## Document segment
============================================================

Codex 5.3 Released: 77.3% Terminal-Bench, 56.8% SWE-Bench Pro

OpenAI Launches Most Capable Coding Model

On February 5, 2026, OpenAI released GPT-5.3-Codex, describing it as "the most capable agentic coding model to date." The model advances both frontier coding performance and general reasoning capabilities while being 25% faster than its predecessor.

Benchmark Performance

Terminal-Bench 2.0: 77.3% - Leading all models in terminal-driven tasks SWE-Bench Pro (Public): 56.8% accuracy across four programming languages OSWorld-Verified: 64.7% - Strong computer-use capabilities Speed: 25% faster than GPT-5.2-Codex with improved token efficiency

Technical Innovations

Self-Bootstrapping Development

Remarkably, GPT-5.3-Codex was instrumental in creating itself. The Codex team used early versions to:

Debug its own training process

Manage deployment infrastructure

Diagnose and fix test results

Optimize inference performance

Enhanced Capabilities

Agentic Coding: Autonomous multi-step task execution with minimal human intervention Terminal Mastery: Native-level command line proficiency surpassing previous models Multi-Language Support: Production-grade code generation in Python, JavaScript, TypeScript, Java, C++, Go, and Rust Token Efficiency: Uses fewer output tokens while maintaining quality - reducing API costs

Security & Safety

GPT-5.3-Codex is the first OpenAI model treated as "High" under the Preparedness Framework, particularly for Cybersecurity capabilities. Enhanced safeguards prevent malicious code generation while preserving legitimate security research functionality.

============================================================

## Provided data
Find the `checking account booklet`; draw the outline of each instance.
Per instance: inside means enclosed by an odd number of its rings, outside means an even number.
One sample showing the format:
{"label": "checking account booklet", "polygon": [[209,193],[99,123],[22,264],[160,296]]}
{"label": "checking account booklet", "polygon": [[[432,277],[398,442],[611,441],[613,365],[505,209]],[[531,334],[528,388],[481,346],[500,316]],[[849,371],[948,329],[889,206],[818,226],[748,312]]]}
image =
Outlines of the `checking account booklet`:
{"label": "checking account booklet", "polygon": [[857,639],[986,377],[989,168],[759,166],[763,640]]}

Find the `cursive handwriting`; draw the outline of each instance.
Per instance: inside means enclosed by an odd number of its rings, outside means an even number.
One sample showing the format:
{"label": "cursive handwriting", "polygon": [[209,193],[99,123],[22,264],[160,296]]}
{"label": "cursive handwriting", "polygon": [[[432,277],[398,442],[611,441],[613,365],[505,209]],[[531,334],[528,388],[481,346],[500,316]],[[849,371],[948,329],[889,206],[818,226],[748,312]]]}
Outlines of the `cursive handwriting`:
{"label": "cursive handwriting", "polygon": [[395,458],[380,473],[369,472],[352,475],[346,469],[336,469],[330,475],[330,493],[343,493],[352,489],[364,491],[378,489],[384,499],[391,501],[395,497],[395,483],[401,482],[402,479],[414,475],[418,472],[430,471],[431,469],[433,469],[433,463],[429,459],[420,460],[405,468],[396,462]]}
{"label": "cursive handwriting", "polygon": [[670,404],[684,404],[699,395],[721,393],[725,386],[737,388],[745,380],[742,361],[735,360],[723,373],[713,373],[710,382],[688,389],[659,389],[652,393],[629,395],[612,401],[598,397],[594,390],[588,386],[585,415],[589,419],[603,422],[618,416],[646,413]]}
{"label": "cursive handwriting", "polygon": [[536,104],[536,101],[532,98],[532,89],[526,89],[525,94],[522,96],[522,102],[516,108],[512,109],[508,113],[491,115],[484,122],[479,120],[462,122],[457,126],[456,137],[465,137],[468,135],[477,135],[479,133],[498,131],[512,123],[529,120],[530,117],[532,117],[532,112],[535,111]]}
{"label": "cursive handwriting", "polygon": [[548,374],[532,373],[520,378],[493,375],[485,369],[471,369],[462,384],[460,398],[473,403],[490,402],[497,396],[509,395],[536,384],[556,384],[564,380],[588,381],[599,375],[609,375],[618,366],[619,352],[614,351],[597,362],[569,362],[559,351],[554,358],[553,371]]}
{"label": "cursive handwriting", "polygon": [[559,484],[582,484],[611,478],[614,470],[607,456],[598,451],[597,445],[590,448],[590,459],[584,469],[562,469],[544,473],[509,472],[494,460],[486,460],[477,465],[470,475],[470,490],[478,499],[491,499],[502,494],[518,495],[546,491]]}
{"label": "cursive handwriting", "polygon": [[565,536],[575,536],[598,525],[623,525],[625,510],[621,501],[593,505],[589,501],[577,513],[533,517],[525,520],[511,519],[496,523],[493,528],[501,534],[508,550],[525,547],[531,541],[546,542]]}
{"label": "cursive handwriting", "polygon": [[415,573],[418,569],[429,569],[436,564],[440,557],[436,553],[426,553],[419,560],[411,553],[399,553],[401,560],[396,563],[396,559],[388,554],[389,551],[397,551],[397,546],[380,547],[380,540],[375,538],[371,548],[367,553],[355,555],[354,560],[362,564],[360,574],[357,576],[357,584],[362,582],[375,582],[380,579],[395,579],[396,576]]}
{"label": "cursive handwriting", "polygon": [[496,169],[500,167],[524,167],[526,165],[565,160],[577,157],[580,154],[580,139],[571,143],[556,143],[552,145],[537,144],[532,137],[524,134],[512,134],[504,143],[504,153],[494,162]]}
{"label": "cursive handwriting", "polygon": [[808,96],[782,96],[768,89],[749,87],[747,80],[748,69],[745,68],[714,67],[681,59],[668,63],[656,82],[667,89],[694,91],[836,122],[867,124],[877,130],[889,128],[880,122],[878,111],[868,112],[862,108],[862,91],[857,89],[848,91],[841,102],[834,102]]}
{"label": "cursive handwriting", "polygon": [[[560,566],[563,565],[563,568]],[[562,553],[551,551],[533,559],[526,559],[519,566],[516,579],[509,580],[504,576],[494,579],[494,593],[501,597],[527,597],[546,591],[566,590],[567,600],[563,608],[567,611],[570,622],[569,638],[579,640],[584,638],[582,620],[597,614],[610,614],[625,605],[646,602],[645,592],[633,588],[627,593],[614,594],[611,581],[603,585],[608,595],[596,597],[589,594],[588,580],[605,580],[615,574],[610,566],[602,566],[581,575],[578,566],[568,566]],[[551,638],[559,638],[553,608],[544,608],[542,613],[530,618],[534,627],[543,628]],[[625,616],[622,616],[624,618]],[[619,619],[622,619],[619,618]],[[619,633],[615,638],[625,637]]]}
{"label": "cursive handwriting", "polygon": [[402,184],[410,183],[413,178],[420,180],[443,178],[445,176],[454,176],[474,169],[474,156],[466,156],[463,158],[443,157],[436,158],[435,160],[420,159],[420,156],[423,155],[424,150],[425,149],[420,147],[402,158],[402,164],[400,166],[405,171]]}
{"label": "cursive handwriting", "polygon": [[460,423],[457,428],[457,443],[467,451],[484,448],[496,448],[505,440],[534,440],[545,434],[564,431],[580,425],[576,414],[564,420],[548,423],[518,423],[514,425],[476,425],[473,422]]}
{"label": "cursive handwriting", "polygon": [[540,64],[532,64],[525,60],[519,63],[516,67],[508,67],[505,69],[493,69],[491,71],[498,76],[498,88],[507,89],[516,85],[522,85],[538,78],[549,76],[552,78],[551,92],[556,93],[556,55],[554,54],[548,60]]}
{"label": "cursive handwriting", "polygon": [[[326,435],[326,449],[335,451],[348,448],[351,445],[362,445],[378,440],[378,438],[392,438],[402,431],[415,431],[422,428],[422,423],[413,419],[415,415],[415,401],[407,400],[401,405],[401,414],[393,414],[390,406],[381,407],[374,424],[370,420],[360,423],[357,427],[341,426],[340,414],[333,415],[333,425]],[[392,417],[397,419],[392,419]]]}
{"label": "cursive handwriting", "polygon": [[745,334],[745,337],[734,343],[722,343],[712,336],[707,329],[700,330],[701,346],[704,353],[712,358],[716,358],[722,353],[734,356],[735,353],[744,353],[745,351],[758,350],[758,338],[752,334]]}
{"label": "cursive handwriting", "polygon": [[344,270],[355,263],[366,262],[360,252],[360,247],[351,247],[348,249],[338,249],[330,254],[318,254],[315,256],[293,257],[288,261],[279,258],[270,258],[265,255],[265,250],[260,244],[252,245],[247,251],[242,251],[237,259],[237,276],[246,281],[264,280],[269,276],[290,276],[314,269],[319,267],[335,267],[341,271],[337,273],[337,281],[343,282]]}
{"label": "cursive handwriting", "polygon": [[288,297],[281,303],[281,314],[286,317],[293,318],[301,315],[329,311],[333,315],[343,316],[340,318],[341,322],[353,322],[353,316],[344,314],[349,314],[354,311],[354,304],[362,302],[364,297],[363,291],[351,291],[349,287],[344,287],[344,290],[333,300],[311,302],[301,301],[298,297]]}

============================================================

## Exercise prompt
Reproduce, word for word, the part of the GPT-5.3-Codex announcement that begins at the words "Manage deployment infrastructure" and stops after the words "security research functionality.".

## Task response
Manage deployment infrastructure

Diagnose and fix test results

Optimize inference performance

Enhanced Capabilities

Agentic Coding: Autonomous multi-step task execution with minimal human intervention Terminal Mastery: Native-level command line proficiency surpassing previous models Multi-Language Support: Production-grade code generation in Python, JavaScript, TypeScript, Java, C++, Go, and Rust Token Efficiency: Uses fewer output tokens while maintaining quality - reducing API costs

Security & Safety

GPT-5.3-Codex is the first OpenAI model treated as "High" under the Preparedness Framework, particularly for Cybersecurity capabilities. Enhanced safeguards prevent malicious code generation while preserving legitimate security research functionality.